***** Data supplied *****

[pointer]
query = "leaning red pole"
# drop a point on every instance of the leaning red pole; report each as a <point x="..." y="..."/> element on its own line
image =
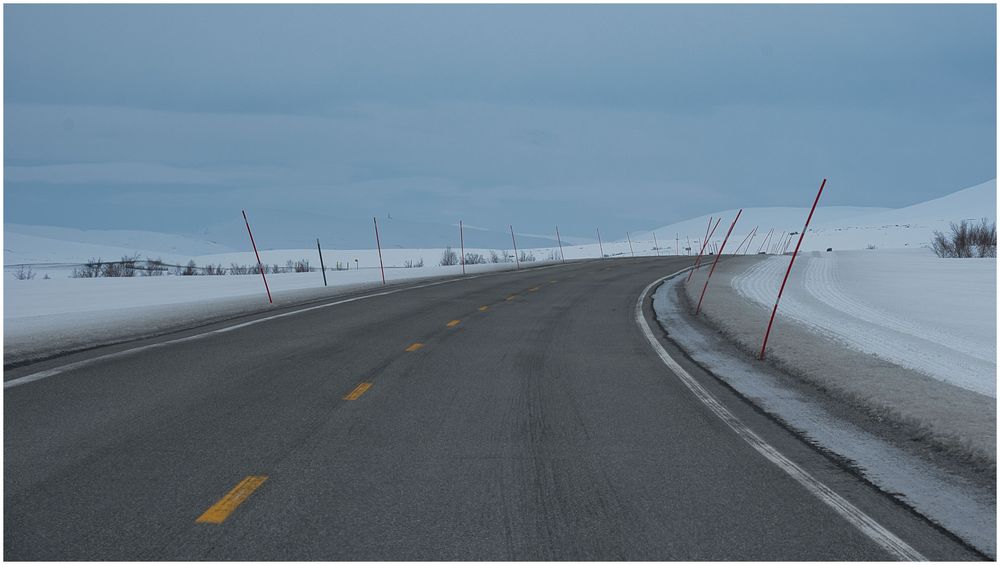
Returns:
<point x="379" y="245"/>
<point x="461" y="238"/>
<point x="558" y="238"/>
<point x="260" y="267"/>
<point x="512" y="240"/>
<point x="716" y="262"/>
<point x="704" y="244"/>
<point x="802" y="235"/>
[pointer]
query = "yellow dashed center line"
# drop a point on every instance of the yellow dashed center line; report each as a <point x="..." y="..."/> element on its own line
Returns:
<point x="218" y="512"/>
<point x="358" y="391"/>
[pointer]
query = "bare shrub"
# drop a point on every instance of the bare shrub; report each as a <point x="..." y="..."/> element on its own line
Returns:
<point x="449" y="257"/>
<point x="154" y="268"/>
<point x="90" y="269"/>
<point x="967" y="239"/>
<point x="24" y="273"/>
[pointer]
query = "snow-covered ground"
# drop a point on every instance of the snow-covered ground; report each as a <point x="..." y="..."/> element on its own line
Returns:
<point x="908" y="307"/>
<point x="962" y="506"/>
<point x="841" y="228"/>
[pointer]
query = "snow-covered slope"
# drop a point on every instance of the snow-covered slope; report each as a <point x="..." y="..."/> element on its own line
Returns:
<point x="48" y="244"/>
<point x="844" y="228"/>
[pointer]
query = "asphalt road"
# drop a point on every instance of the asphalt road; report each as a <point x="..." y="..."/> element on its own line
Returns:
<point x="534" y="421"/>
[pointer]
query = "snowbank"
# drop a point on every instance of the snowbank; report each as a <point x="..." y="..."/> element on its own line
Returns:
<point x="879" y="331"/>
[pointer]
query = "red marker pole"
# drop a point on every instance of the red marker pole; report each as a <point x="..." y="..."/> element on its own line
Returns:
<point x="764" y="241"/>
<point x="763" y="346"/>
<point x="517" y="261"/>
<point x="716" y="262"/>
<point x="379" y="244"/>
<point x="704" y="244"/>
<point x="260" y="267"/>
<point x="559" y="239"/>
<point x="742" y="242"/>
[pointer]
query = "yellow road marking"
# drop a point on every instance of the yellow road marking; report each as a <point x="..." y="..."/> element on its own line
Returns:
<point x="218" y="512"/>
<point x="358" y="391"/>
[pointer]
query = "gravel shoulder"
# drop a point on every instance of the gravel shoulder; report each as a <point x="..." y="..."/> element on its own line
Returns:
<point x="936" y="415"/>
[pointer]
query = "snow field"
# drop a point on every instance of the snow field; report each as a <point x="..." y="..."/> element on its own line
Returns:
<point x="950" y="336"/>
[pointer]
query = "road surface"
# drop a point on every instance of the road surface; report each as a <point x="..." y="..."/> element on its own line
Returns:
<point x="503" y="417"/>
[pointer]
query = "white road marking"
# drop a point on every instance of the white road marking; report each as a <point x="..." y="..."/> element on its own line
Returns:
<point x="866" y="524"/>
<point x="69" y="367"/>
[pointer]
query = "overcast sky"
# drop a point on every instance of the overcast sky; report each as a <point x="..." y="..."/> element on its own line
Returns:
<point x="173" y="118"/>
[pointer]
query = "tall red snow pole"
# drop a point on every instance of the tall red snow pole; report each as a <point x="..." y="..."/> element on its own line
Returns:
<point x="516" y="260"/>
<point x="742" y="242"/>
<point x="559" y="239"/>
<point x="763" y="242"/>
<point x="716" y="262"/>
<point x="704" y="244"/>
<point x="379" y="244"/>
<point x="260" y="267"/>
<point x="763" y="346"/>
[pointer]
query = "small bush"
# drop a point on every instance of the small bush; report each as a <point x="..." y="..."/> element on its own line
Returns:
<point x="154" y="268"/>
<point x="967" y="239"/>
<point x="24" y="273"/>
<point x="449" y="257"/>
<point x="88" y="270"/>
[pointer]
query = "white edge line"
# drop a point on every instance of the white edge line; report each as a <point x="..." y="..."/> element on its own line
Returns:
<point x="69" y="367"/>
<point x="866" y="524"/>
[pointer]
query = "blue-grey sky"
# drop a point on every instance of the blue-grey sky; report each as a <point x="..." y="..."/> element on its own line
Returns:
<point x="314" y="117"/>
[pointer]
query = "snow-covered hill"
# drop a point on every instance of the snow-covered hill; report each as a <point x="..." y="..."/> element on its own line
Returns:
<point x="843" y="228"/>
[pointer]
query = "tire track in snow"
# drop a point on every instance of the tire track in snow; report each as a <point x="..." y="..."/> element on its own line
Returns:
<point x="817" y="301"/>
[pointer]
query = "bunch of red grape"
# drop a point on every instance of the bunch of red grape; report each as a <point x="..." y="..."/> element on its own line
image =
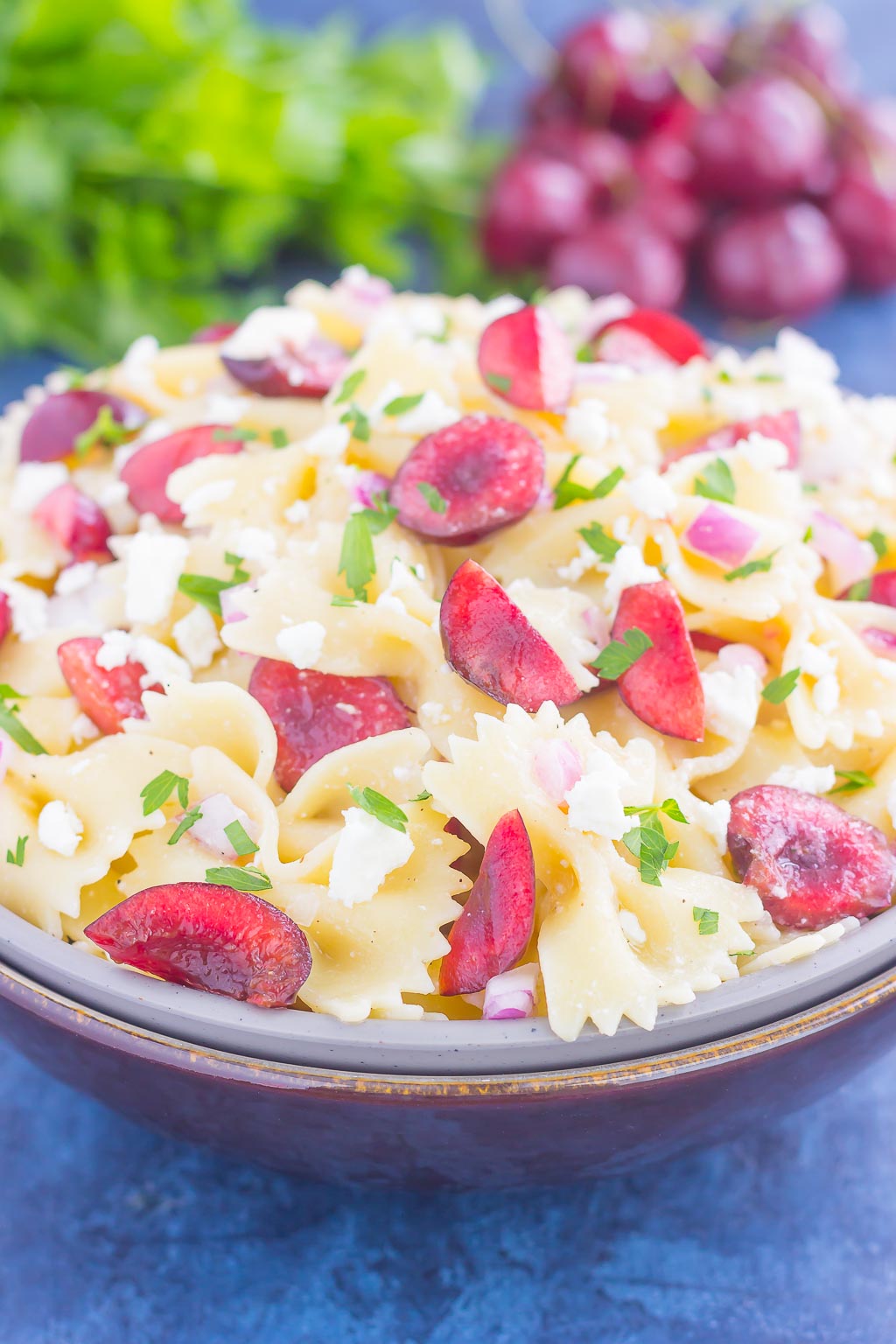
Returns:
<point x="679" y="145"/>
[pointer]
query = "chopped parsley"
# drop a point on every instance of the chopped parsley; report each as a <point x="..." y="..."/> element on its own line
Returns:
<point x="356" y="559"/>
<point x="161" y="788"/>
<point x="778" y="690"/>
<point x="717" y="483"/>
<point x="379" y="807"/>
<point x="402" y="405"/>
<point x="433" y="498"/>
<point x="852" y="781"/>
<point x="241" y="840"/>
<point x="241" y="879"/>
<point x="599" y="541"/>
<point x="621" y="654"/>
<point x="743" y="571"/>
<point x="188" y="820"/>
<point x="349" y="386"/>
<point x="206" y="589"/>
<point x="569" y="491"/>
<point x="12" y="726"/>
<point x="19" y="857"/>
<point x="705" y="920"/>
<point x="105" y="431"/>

*****
***** Data supplied *****

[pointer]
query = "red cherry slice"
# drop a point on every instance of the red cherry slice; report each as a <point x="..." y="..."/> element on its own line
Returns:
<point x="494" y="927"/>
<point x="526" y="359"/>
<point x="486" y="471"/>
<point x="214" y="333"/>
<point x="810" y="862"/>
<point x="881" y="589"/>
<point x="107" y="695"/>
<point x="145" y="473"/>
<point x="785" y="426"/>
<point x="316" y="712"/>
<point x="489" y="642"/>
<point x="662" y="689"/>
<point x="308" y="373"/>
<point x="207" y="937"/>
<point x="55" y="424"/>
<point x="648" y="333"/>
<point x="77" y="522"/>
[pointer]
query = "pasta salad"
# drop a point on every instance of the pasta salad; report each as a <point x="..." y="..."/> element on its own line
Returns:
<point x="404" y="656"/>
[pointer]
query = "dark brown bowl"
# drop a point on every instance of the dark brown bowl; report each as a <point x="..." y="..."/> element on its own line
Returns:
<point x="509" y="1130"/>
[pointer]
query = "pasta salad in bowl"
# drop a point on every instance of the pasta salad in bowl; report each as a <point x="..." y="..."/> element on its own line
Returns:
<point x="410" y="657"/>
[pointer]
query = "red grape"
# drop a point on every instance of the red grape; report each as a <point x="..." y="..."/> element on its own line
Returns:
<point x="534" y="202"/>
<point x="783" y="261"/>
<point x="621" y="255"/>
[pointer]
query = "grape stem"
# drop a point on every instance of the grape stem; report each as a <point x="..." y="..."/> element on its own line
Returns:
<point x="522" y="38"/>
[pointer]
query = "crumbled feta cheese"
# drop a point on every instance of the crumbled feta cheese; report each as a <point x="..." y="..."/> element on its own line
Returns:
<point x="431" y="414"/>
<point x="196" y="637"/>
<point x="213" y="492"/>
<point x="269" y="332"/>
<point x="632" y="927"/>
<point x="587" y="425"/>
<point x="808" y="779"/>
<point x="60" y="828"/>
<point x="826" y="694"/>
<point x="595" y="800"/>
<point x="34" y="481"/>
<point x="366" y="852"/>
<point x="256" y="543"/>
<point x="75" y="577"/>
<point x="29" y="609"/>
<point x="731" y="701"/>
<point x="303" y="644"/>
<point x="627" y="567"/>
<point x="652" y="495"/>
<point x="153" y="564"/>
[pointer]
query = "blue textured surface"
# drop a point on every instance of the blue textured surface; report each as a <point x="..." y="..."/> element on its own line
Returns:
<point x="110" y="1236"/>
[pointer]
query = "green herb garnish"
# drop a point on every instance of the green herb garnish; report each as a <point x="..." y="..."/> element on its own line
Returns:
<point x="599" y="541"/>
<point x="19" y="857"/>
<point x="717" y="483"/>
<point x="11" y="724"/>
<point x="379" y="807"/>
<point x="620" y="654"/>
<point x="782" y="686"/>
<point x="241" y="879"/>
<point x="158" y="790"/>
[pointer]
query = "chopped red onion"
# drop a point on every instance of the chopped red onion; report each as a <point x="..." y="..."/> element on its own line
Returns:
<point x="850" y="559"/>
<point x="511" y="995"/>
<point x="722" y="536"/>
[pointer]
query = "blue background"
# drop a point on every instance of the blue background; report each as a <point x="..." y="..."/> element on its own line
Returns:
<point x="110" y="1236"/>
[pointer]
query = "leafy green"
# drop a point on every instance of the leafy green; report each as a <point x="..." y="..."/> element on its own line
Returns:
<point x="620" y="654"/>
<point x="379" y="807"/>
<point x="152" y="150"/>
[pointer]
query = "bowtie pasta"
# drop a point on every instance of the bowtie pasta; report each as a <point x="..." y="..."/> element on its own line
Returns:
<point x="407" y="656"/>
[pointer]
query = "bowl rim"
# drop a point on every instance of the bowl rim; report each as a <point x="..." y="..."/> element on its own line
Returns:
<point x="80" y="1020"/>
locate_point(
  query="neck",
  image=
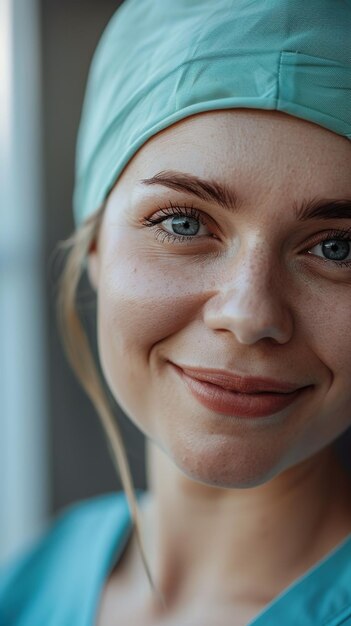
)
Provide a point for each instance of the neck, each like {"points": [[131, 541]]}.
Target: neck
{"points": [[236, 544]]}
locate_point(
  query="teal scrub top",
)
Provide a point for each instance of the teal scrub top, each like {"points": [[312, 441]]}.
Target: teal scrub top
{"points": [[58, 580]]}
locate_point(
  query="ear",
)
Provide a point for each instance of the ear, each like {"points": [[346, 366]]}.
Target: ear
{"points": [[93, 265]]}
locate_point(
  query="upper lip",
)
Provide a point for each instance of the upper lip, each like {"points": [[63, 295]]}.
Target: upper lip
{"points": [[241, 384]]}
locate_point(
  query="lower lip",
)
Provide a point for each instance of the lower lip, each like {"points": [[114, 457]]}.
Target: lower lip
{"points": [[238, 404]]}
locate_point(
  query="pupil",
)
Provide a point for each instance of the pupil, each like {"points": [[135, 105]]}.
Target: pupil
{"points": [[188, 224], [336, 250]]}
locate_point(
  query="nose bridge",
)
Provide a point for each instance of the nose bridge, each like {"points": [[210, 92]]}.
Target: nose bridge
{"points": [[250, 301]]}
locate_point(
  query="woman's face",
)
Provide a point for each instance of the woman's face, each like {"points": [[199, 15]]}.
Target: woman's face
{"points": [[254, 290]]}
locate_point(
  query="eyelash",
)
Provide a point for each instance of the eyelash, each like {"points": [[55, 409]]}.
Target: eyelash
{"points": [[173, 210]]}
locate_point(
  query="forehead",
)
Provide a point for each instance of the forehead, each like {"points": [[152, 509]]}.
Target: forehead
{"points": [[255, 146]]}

*****

__What is needed__. Your job is to return all lines above that hold the word "cheese".

__Solved problem__.
query = "crumbled feta cheese"
# drop a point on every instance of the crumbled feta cheese; report each as a <point x="..." y="..."/> element on its own line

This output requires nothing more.